Excerpted passage:
#####

Personal information
- Born: 21 April 2002 (age 24) Lahore, Pakistan

Sport
- Sport: Swimming

Medal record
Women's swimming
Representing Pakistan
Islamic Solidarity Games
| Bronze medal – third place | 2017 Baku | 4 × 200 m freestyle relay |
South Asian Games
| Silver medal – second place | 2016 Guwahati | 4×100 m medley |
| Silver medal – second place | 2019 Kathmandu | 200 m medley |
| Bronze medal – third place | 2016 Guwahati | 50 m backstroke |
| Bronze medal – third place | 2016 Guwahati | 4×100 m freestyle |
| Bronze medal – third place | 2016 Guwahati | 4×200 m freestyle |

= Bisma Khan =

Pakistani swimmer (born 2002)

Bisma Khan (born 21 April 2002) is a Pakistani swimmer.

She represented Pakistan at the 2018 Asian Games held in Jakarta, Indonesia competing in six events.

In 2019, she represented Pakistan at the World Aquatics Championships held in Gwangju, South Korea competing in two events. In the same year, she won the silver medal in the women's 200 metre individual medley event at the 2019 South Asian Games held in Nepal.

#####

Listed records:
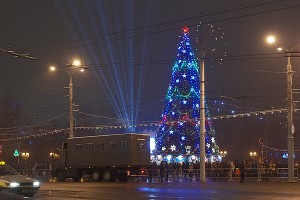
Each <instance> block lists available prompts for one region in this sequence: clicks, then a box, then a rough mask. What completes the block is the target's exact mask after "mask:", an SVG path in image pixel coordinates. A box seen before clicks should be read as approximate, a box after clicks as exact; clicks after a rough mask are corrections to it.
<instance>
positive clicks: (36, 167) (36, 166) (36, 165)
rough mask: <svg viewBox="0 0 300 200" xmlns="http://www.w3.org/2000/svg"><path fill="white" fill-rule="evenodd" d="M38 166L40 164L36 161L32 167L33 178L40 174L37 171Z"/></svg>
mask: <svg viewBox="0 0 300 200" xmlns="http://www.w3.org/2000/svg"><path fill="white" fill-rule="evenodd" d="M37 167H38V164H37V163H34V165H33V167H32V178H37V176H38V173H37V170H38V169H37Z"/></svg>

#####

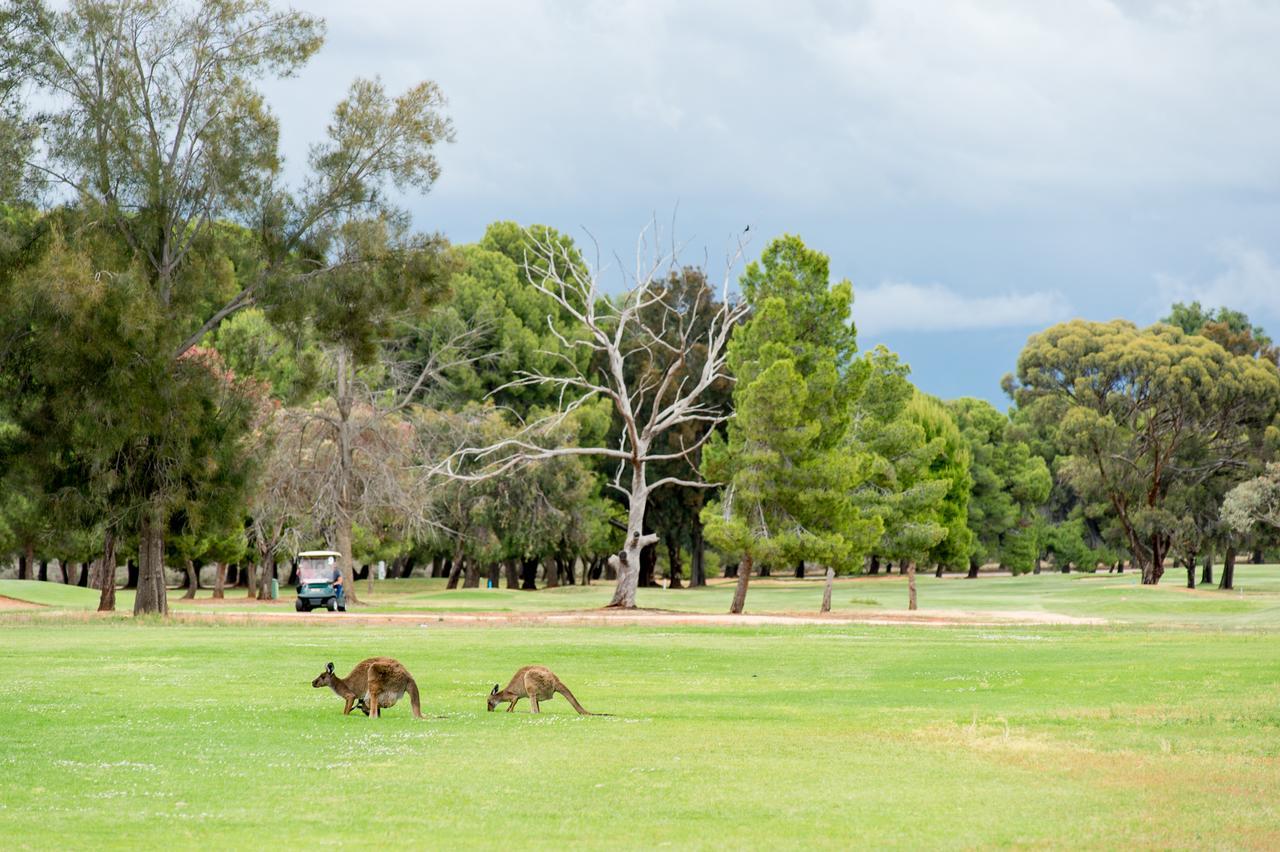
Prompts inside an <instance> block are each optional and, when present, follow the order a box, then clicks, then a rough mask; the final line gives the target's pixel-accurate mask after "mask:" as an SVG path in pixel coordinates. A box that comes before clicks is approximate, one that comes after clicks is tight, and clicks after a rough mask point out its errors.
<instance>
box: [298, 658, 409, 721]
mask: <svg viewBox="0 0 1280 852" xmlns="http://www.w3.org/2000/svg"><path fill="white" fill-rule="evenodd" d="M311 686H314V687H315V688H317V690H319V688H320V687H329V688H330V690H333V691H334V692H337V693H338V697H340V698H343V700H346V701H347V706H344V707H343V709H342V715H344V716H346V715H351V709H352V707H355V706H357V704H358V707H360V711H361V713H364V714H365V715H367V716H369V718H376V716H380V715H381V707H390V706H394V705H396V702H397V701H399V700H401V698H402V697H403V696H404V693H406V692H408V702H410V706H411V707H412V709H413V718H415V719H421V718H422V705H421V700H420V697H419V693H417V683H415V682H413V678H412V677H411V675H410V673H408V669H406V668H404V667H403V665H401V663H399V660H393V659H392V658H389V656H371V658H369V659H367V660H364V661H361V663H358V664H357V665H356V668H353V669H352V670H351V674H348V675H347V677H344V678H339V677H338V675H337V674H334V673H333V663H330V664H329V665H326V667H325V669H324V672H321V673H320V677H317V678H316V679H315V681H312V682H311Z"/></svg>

#####

Work instructions:
• A. From the medal record in the Bisma Khan profile, list every bronze medal with its games, year and place, and event.
• B. Carry the Bisma Khan profile forward with a further paragraph that begins after its last sentence.

Set of answers:
• A.
- Islamic Solidarity Games, 2017 Baku: 4 × 200 m freestyle relay
- South Asian Games, 2016 Guwahati: 50 m backstroke
- South Asian Games, 2016 Guwahati: 4×100 m freestyle
- South Asian Games, 2016 Guwahati: 4×200 m freestyle

• B.
In 2021, she competed in the women's 50 metre freestyle event at the 2020 Summer Olympics held in Tokyo, Japan. In 2022, she represented Pakistan at the World Aquatics Championships held in Budapest, Hungary. She competed in the women's 50 metre freestyle and women's 100 metre freestyle events.

She represented Pakistan at the 2022 Commonwealth Games in Birmingham, England.

At the 2023 National Games of Pakistan, Khan won five gold medals in individual categories and an additional three gold medals in relay events.